== Prompt ==
Report every row below that contains the string "fence", copying each such row in full. Treat uppercase and lowercase as different.
-------- Given records --------
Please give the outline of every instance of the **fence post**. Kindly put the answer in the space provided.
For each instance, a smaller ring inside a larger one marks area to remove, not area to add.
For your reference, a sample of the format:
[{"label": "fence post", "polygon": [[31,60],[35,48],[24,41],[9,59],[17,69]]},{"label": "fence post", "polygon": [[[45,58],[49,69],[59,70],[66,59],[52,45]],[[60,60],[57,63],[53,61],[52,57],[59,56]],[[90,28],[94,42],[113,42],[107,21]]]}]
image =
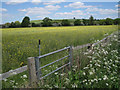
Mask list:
--------
-------- Given records --------
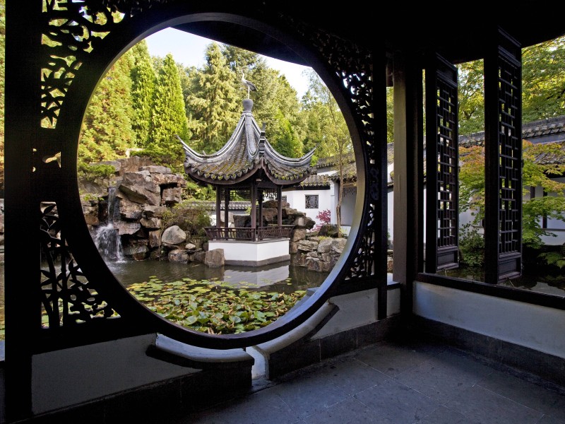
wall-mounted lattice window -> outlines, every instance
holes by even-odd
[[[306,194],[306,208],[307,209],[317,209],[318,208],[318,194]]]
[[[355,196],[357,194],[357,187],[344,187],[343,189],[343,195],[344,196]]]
--------
== Final result ==
Please give the outline of every instance of the **fence post**. Kindly put the answer in the space provided.
[{"label": "fence post", "polygon": [[31,60],[35,48],[24,41],[9,59],[17,69]]},{"label": "fence post", "polygon": [[[45,58],[49,69],[59,70],[66,59],[52,45]],[[60,60],[57,63],[53,61],[52,57],[59,56]],[[90,28],[94,42],[113,42],[107,21]]]}]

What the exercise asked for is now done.